» **THE TASK**
Report how many lines in the records below contain the word "What", matching case exactly, and give only that number.

» **SOURCE RECORDS**

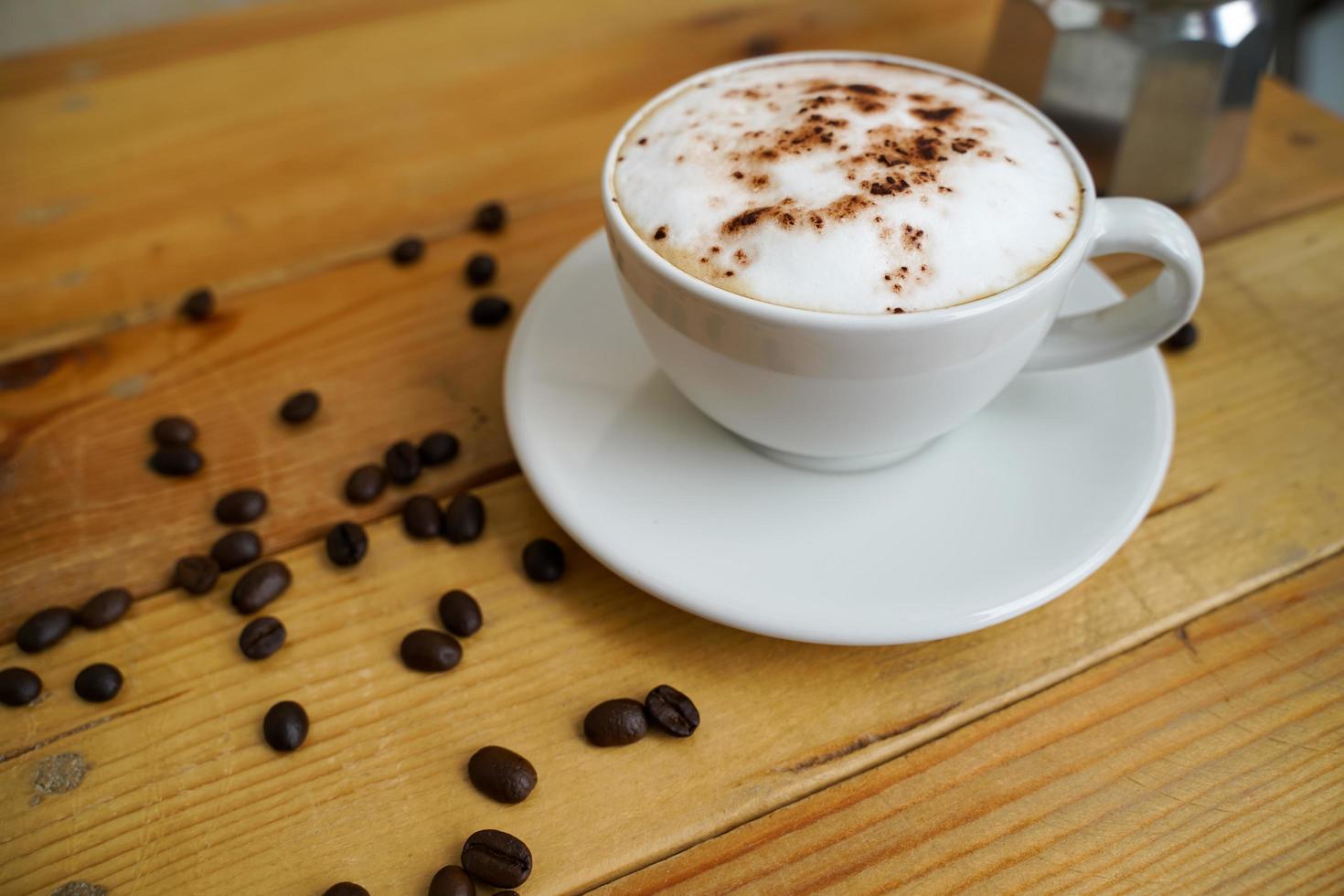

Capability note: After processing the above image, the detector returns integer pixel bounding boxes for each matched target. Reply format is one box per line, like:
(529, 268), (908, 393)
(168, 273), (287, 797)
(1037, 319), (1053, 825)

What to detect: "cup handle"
--
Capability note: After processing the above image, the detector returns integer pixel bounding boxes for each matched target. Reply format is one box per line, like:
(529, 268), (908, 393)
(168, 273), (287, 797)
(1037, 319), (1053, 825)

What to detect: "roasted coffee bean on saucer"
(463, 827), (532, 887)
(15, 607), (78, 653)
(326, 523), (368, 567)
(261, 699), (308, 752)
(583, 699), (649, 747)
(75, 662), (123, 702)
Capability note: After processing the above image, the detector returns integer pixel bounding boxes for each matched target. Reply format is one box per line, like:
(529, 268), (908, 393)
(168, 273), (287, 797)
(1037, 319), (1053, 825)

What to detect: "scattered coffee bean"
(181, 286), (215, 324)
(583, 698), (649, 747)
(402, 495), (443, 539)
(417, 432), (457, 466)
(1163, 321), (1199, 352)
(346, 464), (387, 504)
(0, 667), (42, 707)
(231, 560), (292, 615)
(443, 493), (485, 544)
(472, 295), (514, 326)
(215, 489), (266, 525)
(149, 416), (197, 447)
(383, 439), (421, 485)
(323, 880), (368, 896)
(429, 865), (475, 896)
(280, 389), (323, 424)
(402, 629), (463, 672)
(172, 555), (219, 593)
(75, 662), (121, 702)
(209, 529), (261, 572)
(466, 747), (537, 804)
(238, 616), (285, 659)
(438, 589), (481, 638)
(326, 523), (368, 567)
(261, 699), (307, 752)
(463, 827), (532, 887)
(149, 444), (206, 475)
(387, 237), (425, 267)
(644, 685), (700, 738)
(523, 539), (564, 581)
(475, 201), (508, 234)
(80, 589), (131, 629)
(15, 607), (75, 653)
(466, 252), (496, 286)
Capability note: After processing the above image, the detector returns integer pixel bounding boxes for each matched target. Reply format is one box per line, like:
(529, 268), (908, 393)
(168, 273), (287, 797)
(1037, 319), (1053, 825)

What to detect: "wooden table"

» **THE RESPONSE**
4